EXERCISE DESCRIPTION:
Rewrite the records below, replacing "white cloud" with "gray cloud" and leaving every other word and number as it is.
==== DATA
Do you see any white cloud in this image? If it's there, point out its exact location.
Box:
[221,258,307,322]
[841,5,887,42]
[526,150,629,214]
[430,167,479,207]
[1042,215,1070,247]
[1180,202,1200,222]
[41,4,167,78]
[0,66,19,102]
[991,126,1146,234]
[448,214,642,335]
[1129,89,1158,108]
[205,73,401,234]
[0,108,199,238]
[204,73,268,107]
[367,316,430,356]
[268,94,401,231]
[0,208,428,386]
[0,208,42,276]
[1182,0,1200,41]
========
RESPONSE TO THE EXERCISE:
Do you see any gray cloud in this image? If it's there, point out its exact location.
Box:
[221,258,307,322]
[841,5,887,42]
[526,150,629,214]
[430,167,479,207]
[1042,215,1070,247]
[1180,202,1200,222]
[41,4,167,78]
[0,66,19,102]
[991,126,1146,234]
[448,214,642,335]
[1129,89,1158,108]
[205,73,401,234]
[0,108,199,238]
[204,73,268,107]
[367,316,430,356]
[268,94,401,231]
[0,208,428,386]
[0,208,42,276]
[1182,0,1200,41]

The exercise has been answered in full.